# How much heat does a 250 watt and 400 watt HPS bulb emit?



## Crypnotic (Aug 3, 2010)

I want to upgrade my grow room with 400 watt or 250 watt HPS light. Heat is a big concern for me. I live in FL the temps are very high. My grow room is a 6x2x10 space, but i will only grow in 2 or 3 feet of it, but I have the entire space to use for the dispersion of heat. I'm looking for quantified answers or applied practical knowledge (i.e. "I used a 250 watt in my 2x2x8 room and it raised the temp by 15 degrees w/out ventaliation). I have the following questions:

1. How much heat does a 250 watt bulb emit? (how many degress does it raise the room. How much heat does it emitt per sq. ft.?)
2. How much heat does an average reflector add to the heat of a 250 watt bulb? 
3. How much heat does a 4000 watt bulb emit?
4. How much heat does an average reflector add to the heat of a 400 watt bulb?

- - -

- _GOALS_:
A – Translate this sentence from the HPS bulb thread into Spanish: "Heat is a big concern for me."
B – In the listing, substitute "red coat" for "black jacket" in the lines starting at the first line of the listing and ending at the line that contains "Give the mask of the <item>man". Return only those lines.
The listing that follows has no connection to the HPS bulb thread.

- - -

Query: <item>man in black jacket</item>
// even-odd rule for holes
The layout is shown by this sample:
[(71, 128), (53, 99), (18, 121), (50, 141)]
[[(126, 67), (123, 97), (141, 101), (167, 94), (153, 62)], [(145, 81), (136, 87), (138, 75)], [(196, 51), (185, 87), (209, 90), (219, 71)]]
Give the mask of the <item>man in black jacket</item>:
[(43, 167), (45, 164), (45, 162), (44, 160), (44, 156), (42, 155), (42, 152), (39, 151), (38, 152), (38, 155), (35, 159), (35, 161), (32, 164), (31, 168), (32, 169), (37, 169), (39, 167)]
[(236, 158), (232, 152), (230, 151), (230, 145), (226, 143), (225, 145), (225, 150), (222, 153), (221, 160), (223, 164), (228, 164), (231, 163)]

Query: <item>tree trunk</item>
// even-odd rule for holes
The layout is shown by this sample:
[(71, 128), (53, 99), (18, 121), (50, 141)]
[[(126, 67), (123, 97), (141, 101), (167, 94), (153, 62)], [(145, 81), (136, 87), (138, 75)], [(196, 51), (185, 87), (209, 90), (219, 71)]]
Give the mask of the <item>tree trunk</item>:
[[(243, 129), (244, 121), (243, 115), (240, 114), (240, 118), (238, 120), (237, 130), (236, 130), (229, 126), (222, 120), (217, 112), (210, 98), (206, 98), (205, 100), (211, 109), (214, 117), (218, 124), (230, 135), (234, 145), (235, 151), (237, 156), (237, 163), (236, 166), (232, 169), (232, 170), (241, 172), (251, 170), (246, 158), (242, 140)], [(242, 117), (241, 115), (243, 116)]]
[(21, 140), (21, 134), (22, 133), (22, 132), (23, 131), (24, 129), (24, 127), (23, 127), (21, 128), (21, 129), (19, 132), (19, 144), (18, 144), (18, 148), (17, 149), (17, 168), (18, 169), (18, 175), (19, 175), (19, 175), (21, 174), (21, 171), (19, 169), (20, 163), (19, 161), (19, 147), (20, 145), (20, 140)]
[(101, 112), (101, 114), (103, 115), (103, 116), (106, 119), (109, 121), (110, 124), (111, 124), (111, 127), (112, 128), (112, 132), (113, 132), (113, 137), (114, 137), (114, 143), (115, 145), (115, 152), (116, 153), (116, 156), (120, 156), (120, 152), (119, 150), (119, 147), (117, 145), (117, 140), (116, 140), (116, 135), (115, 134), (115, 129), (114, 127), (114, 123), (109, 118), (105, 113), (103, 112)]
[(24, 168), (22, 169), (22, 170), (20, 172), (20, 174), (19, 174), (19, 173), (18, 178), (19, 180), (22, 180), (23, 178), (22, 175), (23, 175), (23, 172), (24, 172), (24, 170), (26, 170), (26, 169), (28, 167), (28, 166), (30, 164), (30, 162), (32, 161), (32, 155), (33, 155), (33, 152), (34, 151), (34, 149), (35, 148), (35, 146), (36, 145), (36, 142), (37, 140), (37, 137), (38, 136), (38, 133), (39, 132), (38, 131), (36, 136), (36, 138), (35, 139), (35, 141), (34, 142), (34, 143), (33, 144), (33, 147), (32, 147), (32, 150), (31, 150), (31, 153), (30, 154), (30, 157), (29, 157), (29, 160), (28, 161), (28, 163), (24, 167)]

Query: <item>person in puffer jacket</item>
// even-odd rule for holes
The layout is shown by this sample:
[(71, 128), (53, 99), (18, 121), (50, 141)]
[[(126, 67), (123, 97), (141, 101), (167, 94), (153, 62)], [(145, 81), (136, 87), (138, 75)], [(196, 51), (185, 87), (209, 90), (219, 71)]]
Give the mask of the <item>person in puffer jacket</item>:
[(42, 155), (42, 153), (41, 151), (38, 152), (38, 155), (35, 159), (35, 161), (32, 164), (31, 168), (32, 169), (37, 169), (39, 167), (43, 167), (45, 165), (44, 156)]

- - -

- _EXPECTED RESULTS_:
A – El calor es una gran preocupación para mí.

B –
Query: <item>man in red coat</item>
// even-odd rule for holes
The layout is shown by this sample:
[(71, 128), (53, 99), (18, 121), (50, 141)]
[[(126, 67), (123, 97), (141, 101), (167, 94), (153, 62)], [(145, 81), (136, 87), (138, 75)], [(196, 51), (185, 87), (209, 90), (219, 71)]]
Give the mask of the <item>man in red coat</item>:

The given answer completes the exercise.